# IHRE AUFGABE
Führen Sie alle Wochentage und Monatsnamen auf, die im Text über die Retro Classics genannt werden.

# AUSGEWÄHLTER TEXT
——————————

Hübsch hergerichtete Citroëns, aber auch sündhaft teure (und unverkäufliche) Luxuskarossen sind noch bis zum Sonntag bei der Retro Classics in den Messehallen auf den Fildern zu sehen.

Stuttgart - Die 15. Ausgabe der Retro Classics hat Rekorde gebrochen, noch bevor am Donnerstag die ersten Besucher in die Hallen strömten. Erstmals sind alle Messehallen mit dem weiten Thema Oldtimer belegt, fast 1500 Aussteller bedeuten neuen Rekord und ebenso die Ausstellungsfläche von mittlerweile 120 000 Quadratmetern. „Weil wir die Messe-Piazza als Verkaufsfläche für Fahrzeuge hinzugenommen haben, sind wir nun die größte europäische Oldtimer-Messe“, erklärt Retro-Classics-Chef Karl Ulrich Herrmann. Der Andrang ist groß, schon im Dezember waren alle Plätze ausgebucht. Herrmann wäre nicht überrascht, wenn auch die Besucherzahl von 81 000 im Jahr 2014 übertroffen wird.

——————————

# EINGABEDATEN
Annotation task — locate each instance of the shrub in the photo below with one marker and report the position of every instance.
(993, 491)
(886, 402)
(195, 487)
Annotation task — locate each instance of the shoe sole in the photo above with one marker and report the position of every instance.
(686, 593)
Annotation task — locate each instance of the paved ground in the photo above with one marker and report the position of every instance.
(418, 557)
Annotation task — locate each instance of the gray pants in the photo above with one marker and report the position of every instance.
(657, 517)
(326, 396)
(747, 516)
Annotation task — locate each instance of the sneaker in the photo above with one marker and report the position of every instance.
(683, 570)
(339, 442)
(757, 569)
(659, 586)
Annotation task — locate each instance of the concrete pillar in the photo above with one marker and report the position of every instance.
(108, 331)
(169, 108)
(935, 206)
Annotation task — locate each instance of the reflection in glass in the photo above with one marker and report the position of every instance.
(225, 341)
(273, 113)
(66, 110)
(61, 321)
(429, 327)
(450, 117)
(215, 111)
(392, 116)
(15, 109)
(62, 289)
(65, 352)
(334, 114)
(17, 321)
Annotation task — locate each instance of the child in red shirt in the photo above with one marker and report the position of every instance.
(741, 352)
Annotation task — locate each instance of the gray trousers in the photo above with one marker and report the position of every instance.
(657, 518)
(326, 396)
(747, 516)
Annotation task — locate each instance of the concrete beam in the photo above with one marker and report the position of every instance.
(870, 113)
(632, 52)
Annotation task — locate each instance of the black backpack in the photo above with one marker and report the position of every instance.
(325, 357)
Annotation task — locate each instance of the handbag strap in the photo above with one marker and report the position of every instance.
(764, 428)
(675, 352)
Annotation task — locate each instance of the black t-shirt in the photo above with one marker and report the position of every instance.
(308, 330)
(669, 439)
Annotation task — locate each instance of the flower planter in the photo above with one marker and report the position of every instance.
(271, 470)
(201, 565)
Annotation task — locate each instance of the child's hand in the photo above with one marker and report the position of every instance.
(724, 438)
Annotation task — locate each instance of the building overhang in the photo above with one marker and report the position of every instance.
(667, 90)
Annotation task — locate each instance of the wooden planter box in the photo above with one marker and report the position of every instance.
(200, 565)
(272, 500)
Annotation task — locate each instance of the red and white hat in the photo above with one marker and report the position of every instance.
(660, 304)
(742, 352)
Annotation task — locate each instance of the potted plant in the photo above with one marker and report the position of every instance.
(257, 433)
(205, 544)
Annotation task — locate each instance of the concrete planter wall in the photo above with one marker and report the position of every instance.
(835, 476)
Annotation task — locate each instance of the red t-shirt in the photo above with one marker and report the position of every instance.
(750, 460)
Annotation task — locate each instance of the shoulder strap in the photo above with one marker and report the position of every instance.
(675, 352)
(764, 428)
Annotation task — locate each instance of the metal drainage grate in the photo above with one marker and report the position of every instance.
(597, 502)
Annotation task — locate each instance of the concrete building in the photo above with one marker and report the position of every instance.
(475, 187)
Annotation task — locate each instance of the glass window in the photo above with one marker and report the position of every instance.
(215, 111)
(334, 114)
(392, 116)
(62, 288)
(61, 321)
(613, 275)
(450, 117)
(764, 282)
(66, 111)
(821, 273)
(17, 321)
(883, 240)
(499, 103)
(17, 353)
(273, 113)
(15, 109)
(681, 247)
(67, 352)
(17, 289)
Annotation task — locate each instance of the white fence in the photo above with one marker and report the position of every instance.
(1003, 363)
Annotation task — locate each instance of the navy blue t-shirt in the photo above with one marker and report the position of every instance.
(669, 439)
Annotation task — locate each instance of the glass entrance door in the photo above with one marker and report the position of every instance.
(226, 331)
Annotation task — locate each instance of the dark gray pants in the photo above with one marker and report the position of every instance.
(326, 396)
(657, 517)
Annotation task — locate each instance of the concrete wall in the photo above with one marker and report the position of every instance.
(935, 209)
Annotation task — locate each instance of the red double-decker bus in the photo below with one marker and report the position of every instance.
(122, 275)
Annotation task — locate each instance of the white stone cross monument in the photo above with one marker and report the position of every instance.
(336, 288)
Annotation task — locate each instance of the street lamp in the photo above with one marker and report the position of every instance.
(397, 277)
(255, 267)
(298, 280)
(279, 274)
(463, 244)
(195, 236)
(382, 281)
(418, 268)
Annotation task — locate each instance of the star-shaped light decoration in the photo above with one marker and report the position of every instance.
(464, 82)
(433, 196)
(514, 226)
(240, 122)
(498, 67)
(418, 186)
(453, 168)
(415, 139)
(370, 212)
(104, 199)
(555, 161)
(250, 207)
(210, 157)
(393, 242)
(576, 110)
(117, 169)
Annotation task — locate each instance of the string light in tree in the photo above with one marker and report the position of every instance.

——————————

# ERGEBNIS
Sonntag, Donnerstag, Dezember